Page excerpt -
The next day, hard by where he was at work, an exclamation of mine drew him to look at a half-fledged bird, still alive, lying at the foot of a nut-tree. "H'm: so 'tis. A young blackbird," he said pitifully. The next moment he had the bird in his hand. "Where can the nest be, then? Up in that nut? Well, to be sure! Wonders I hadn't seen that afore now. That's it though, 'pend upon it; right up in the clunch o' that bough." Before I could say a word he was half-way up amongst the branches, long-legged and struggling, to put the bird back into its nest.
As he has always lived in the valley, he is full of memories of it, and especially early memories; recalling the comparative scantiness of its population when he was a boy, and the great extent of the common; and the warm banks where hedgehogs abounded—hedgehogs which his father used to kill and cook; and the wells of good water, so few and precious that each had its local name. For instance, "Butcher's Well" (so-called to this day, he says) "was where Jack Butcher used to live, what was shepherd for Mr. Warner up there at Manley Bridge." At eight years old he was sent out on to the common to mind cows; at ten he was thought big enough to be helpful to his father, at piece-work in the hop-grounds; and in due time he began to go "down into Sussex" with his father and others for the harvesting. His very first experience there was of a wet August, when the men could earn no money and were reduced to living on bread and apples; but other years have left him with happier memories of that annual outing. "Old Sussex!" he laughed once in appreciative reminiscence—"Old Sussex! Them old hills! I did use to have a appetite there! I could eat anything.... You could go to the top of a hill and look down one way and p'raps not see more'n four or five places (houses or farmsteads), and look t'other way and mebbe not be able to see e'er a one at all. Oh, a reg'lar wild, out-o'-th'-way place 'twas." On this farm, to which his gang went year after year, the farmer "didn't pay very high—you couldn't expect'n to. But he used to treat us very well. Send out great puddin's for us two or three times a week, and cider, and bread-an'-cheese.... Nine rabbits old Fisher the roadman out here says 'twas, but I dunno 'bout that, but I knows 'twas as many as seven, the farmer put into one puddin' for us. There was a rabbit for each man, be how 'twill. In a great yaller basin...." Turner held out his arms to illustrate a large circumference.

Task objective - In the excerpt about Turner, how old was he when he was sent out onto the common to mind cows? The items have no connection to the excerpt about Turner.

Data lines -
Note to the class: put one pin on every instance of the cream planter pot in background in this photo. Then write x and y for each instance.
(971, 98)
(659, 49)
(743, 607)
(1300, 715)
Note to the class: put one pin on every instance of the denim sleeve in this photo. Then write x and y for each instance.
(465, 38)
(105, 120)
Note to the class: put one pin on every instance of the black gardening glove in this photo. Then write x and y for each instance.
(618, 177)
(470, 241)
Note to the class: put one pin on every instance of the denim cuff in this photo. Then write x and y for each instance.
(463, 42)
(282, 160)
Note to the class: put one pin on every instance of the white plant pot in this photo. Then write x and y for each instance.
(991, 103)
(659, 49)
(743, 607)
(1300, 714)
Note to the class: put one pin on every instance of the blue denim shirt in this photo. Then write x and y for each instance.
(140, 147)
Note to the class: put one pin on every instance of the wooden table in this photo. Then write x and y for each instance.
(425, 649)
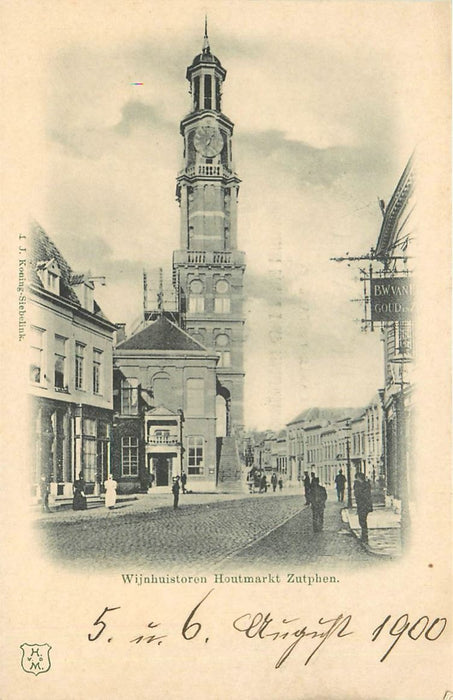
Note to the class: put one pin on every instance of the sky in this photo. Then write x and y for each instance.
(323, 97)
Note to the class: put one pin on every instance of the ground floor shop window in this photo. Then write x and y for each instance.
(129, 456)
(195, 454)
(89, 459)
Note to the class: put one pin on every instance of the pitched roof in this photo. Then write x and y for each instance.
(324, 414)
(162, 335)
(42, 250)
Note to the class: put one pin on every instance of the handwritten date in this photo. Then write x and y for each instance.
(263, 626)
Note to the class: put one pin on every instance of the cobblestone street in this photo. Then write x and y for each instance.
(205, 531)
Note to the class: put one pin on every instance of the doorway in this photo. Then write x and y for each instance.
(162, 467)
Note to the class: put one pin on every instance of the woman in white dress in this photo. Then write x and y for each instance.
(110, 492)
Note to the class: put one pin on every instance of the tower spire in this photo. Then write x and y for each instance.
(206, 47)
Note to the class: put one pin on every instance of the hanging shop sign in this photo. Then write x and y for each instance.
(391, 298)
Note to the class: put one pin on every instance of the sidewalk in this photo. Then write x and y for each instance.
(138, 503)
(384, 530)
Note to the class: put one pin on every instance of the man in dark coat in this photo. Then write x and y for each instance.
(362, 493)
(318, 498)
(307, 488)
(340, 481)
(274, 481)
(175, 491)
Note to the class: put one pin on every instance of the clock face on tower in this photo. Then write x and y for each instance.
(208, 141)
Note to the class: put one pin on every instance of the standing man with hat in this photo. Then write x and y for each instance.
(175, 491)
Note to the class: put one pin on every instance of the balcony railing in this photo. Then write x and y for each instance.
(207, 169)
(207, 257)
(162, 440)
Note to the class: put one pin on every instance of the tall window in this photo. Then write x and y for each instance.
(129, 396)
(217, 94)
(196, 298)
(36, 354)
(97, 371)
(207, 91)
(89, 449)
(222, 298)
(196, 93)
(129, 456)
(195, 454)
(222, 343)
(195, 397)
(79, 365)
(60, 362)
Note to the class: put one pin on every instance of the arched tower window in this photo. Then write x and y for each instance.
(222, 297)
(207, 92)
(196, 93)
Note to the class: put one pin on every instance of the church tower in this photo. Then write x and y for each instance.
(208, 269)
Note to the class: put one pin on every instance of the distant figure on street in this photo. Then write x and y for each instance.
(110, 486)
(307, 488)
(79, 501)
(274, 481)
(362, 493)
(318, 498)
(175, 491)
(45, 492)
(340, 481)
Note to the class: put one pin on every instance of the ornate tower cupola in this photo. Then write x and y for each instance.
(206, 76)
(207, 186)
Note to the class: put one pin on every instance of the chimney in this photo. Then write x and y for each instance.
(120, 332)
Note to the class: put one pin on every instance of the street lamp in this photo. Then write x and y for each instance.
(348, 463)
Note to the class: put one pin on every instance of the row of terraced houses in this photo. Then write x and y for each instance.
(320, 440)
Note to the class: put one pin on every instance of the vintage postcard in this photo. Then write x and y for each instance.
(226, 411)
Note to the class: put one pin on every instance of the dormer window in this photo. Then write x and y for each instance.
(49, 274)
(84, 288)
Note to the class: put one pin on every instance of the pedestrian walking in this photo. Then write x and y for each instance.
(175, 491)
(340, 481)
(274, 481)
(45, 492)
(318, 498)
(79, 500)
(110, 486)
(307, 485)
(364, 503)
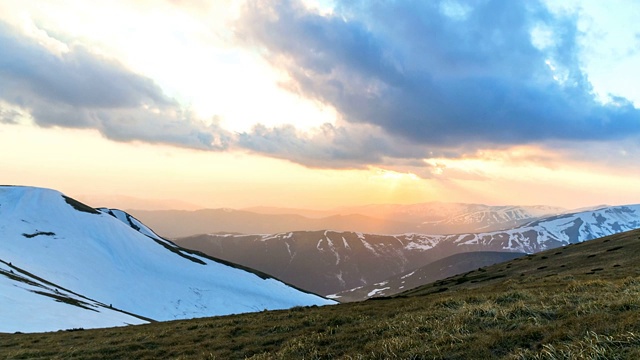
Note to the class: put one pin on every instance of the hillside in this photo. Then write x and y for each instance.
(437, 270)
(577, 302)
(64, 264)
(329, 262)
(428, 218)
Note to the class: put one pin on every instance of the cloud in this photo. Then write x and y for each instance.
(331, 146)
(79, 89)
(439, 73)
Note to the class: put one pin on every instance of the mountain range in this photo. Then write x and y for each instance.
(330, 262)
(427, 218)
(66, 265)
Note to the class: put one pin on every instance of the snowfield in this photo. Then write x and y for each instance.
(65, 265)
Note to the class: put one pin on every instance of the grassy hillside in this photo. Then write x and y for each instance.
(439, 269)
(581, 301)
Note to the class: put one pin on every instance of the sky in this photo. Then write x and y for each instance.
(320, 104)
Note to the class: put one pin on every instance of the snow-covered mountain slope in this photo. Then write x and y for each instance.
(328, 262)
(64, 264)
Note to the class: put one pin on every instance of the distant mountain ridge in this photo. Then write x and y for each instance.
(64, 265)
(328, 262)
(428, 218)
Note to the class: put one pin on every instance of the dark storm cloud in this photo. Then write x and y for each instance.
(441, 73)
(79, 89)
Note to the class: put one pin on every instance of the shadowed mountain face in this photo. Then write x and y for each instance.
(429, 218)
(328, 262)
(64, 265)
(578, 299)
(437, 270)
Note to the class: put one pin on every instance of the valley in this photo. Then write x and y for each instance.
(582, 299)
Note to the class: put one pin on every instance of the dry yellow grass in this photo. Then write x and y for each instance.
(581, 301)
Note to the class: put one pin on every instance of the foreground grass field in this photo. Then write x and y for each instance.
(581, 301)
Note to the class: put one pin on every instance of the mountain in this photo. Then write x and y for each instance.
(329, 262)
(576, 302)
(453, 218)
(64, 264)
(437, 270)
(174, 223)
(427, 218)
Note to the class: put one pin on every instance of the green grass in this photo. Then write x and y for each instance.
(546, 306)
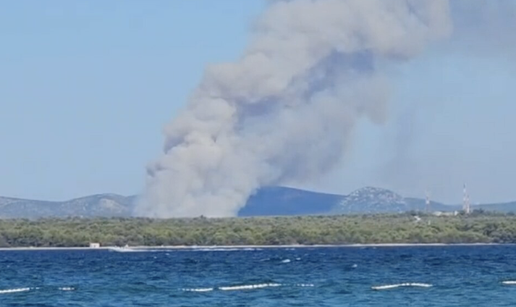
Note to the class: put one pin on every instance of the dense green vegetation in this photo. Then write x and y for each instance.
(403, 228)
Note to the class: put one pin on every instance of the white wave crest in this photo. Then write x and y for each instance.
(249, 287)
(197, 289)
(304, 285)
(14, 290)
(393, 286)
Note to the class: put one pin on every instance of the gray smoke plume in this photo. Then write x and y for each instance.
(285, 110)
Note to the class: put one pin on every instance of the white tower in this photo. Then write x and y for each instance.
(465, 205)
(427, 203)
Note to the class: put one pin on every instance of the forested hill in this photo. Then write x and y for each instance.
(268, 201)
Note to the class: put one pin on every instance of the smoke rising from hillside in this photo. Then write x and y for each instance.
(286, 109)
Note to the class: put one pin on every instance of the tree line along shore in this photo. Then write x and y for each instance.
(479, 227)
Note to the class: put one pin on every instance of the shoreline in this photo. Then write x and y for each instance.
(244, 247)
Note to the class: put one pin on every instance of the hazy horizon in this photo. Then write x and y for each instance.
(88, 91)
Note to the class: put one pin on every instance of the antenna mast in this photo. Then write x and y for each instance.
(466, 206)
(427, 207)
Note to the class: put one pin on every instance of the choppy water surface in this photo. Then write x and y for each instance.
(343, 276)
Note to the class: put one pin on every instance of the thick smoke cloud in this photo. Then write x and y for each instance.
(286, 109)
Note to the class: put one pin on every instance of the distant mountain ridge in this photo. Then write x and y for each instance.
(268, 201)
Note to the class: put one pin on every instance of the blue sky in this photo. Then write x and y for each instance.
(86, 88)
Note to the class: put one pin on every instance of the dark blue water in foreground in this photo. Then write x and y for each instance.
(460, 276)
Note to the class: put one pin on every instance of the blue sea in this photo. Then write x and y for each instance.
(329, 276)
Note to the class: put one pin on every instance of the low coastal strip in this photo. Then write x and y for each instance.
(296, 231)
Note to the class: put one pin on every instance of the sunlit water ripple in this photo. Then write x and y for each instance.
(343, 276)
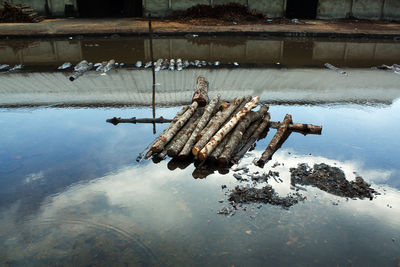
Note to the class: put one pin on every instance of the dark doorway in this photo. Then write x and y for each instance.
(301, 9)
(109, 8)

==

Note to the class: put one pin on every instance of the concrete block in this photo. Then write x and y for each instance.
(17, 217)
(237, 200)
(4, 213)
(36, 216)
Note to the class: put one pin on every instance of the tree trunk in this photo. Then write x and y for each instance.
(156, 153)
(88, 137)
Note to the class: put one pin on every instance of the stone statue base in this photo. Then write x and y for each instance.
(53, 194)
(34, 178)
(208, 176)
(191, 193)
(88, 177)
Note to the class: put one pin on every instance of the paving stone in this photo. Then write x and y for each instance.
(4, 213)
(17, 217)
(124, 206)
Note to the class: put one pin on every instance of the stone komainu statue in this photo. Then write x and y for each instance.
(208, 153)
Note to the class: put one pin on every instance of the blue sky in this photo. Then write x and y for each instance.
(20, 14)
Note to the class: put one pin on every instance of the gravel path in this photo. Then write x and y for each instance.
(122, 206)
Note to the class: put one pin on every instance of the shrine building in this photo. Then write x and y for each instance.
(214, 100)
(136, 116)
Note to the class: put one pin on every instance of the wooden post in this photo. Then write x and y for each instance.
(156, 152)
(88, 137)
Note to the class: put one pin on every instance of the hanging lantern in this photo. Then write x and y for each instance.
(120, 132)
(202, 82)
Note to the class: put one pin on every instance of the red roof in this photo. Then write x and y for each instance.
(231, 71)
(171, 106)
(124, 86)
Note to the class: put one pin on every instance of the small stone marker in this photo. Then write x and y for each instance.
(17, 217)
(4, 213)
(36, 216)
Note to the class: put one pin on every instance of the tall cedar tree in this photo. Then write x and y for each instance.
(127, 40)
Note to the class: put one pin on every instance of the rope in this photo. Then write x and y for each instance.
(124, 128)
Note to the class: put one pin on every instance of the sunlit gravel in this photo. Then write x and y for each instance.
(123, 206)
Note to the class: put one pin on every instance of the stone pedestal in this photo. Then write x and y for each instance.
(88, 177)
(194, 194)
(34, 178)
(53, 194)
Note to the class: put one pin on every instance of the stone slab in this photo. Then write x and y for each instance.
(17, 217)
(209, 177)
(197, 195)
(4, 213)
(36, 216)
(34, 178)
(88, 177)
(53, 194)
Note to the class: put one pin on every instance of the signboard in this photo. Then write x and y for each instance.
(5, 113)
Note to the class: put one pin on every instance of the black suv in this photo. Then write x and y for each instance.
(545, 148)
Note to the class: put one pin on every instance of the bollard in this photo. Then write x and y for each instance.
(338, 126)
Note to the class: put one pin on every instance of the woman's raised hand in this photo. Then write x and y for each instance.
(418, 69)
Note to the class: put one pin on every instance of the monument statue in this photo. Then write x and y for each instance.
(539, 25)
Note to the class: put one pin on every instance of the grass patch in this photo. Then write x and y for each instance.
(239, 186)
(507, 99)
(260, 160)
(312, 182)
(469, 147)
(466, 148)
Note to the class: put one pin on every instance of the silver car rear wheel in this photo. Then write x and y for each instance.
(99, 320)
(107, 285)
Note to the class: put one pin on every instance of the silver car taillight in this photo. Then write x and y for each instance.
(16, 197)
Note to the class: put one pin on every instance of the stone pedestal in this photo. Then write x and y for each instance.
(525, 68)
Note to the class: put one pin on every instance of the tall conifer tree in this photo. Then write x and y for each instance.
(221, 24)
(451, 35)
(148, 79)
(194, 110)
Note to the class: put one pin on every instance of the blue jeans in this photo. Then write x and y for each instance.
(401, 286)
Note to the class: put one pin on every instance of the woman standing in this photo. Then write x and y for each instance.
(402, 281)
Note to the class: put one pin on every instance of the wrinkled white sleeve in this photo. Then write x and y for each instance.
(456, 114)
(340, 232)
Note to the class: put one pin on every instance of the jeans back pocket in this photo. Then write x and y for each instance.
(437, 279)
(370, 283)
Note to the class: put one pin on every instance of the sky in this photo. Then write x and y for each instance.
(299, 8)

==

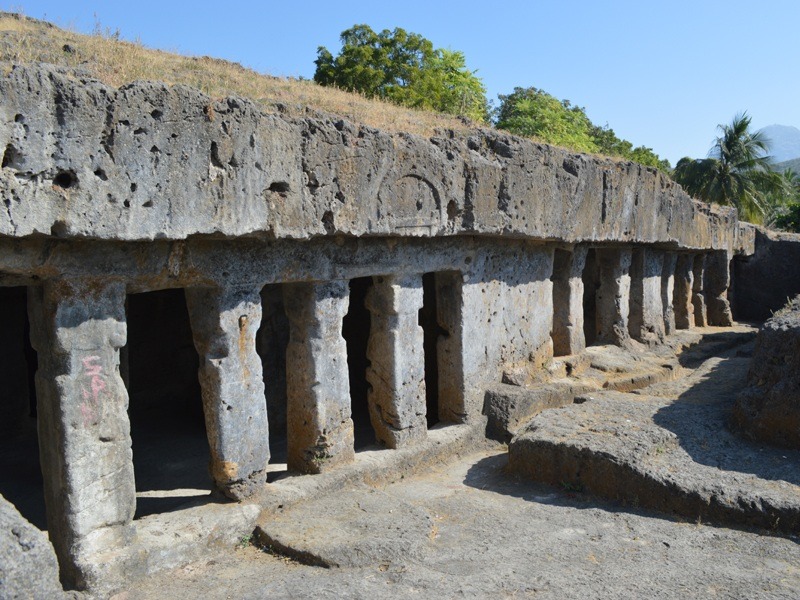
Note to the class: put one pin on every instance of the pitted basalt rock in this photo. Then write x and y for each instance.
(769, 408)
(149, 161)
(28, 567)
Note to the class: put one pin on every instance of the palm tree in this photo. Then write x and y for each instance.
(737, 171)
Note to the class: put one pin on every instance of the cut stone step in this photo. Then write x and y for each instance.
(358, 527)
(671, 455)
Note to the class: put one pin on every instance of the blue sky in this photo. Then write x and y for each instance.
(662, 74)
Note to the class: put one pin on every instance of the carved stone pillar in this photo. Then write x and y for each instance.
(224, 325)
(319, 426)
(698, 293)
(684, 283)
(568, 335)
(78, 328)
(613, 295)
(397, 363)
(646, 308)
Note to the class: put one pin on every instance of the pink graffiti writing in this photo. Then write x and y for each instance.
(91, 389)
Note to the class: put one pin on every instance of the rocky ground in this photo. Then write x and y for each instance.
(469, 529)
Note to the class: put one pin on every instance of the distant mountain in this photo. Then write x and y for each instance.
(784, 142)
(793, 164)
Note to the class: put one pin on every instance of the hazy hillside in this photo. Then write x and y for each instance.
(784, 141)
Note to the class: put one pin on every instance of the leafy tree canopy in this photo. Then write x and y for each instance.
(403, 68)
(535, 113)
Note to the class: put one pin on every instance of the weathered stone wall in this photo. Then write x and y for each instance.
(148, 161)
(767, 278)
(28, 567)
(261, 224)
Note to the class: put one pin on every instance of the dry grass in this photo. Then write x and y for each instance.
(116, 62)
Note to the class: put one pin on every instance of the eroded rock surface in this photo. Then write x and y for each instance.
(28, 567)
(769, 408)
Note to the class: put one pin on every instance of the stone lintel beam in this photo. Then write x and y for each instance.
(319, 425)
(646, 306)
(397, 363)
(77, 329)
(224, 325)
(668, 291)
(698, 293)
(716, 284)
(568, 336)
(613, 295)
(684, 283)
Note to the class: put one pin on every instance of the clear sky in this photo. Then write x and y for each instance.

Exercise result - Eight years old.